▶ _Excerpted passage_
══════════════════════════════

MM: Well, I think I knew that we were not citizens and we had to go through this process. I think for children, I don't know what the immigration laws were specifically, but we were able to become naturalized, in my case, four years later when I was thirteen. The thing that I remember most about the naturalization process is a very formal but very quick process, go to court. But the thing that I remember most is that we had the opportunity to choose our names. Because to petition for a change of name by itself would cost money and have to go through a whole process, a legal process. But at the time of naturalization, you get to change your name for free, and you could pick your own name. So in my case... should I tell this story? Do you want me to go into that?

BN: Yeah, I think this is relevant.

MM: Okay. As I said, we lived in South Central, and that was an area that was in transition but mostly African Americans, but there were quite a few Niseis that lived in that area, too, Nisei and their families. So there's a family across the street from us named the Satos, and they had a couple kids already, but they were expecting a third child. And so the Satos, George and Mary Sato, the Nisei parents, they said to me and to my parents, "Okay, we picked out Michael as the name for, if it's a son, and Donna if it's a girl." It turned out to be a girl, so "Donna" got taken by them. And so they said to me, "You can have 'Michael.'" And so I said, "Okay, thank you," and I took "Michael." And so I used "Michael" for a while. And so my first elementary school friends called me Michael, but with my Japanese language ear, I kept hearing "maiko," like M-A-I-K-O, with a "K-O" ending sound. And so didn't like that because it sounded like a girl's name and I wanted a boy's name. So instead of changing the whole name, I changed it to Mike, which a lot of Niseis, a lot of people did, is they don't use the formal name. And so I became Ichiro Mike Murase, and that name change, I think that's the most, I mean, that was the part of the naturalization process that, in a way, shaped my identity, too. Not so much that I was proud to be a U.S. citizen.

══════════════════════════════

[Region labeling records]
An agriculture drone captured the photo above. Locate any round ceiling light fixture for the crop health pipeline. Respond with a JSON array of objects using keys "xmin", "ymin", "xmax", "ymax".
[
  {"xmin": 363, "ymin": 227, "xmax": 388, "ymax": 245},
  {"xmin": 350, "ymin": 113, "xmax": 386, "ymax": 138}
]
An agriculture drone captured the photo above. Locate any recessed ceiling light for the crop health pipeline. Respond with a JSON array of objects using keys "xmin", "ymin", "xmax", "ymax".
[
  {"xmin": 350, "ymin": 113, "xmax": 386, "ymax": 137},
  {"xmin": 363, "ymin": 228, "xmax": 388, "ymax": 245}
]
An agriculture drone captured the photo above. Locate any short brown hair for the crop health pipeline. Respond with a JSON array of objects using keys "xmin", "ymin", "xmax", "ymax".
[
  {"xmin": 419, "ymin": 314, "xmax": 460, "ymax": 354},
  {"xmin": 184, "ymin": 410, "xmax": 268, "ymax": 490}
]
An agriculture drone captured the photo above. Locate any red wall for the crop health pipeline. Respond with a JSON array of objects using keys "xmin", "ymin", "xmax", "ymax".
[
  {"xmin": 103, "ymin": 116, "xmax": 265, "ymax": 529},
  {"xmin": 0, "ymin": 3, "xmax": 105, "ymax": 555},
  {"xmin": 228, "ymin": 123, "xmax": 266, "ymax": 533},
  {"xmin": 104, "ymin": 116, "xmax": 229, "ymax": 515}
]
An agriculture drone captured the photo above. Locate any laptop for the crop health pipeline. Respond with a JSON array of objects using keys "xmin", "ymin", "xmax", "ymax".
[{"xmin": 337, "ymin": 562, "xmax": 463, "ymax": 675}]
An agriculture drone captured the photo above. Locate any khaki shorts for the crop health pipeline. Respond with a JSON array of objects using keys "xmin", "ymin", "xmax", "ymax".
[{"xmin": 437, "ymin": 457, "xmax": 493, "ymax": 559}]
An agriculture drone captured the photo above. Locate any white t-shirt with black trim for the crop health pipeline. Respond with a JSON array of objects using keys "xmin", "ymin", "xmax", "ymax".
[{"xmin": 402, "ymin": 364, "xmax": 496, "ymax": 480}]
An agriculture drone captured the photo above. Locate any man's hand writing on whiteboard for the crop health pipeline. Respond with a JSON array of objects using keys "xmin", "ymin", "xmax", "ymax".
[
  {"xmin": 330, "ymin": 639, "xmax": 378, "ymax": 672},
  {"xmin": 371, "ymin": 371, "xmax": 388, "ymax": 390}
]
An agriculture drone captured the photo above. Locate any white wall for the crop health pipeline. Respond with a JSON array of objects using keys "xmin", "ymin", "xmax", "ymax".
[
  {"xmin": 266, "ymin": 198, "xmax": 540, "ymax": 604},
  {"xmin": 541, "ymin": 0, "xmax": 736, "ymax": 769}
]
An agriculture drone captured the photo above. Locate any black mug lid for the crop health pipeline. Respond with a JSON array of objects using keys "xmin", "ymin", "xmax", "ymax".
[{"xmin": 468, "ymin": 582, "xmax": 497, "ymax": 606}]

══════════════════════════════

▶ _Tasks_
1 - Can you rewrite the part of the interview excerpt starting with "MM: Well, I" and going on through "this is relevant.", putting "citizenship" in place of "naturalization"?
2 - What does the interview excerpt say in answer to these questions?
(a) At what age was the speaker naturalized?
(b) What were the first names of the Nisei parents across the street?
(c) What full name did the speaker end up with?
3 - Which names does the speaker in the interview excerpt take or use for themselves?

▶ _Outputs in order_
1 -
MM: Well, I think I knew that we were not citizens and we had to go through this process. I think for children, I don't know what the immigration laws were specifically, but we were able to become naturalized, in my case, four years later when I was thirteen. The thing that I remember most about the citizenship process is a very formal but very quick process, go to court. But the thing that I remember most is that we had the opportunity to choose our names. Because to petition for a change of name by itself would cost money and have to go through a whole process, a legal process. But at the time of citizenship, you get to change your name for free, and you could pick your own name. So in my case... should I tell this story? Do you want me to go into that?

BN: Yeah, I think this is relevant.

2 -
(a) Thirteen.
(b) George and Mary.
(c) Ichiro Mike Murase.

3 -
Michael
Mike
Ichiro Mike Murase